- Entries from a point annotation set -

__________

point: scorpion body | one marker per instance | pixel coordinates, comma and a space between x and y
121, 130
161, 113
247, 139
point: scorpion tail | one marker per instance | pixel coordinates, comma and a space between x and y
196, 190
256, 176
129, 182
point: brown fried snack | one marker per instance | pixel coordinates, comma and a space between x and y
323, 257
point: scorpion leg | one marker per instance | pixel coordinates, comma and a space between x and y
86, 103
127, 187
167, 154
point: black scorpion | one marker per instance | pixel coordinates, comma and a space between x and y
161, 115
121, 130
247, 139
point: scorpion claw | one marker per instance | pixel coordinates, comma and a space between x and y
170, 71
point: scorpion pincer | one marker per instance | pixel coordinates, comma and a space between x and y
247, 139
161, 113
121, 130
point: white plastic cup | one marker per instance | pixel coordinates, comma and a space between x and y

__________

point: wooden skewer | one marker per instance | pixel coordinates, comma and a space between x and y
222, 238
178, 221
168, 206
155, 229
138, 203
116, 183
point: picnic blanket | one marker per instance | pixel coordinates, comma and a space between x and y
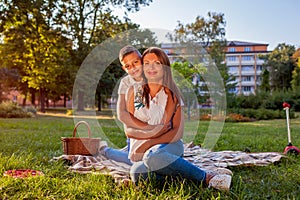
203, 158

__________

Copy the data above verbatim, from the line with "point: scorpion body" to the line with "point: white plastic", including both of those lines.

point: scorpion body | one marker per instance | pixel coordinates, comma and a space between x and y
121, 130
161, 113
247, 139
point: scorpion tail | one marker per instance | pixel coordinates, comma and a space between x and y
196, 190
256, 176
129, 182
point: brown fried snack | one marker per instance | pixel coordinates, comma and a space between x and y
323, 257
point: scorpion leg | one marker per instance | pixel coordinates, comma and a space between x and y
86, 103
127, 187
167, 154
point: black scorpion | one marker per instance | pixel coordinates, comma and a space between x and y
161, 115
121, 130
247, 139
point: scorpion claw | one marker per instance | pixel coordinates, comma and a space between x and y
170, 71
point: scorpion pincer | one marker per instance | pixel coordinates, comma and a space between x and y
247, 139
161, 113
121, 130
point: white plastic cup | one marker per instance | pixel coordinates, comma and a space between x and y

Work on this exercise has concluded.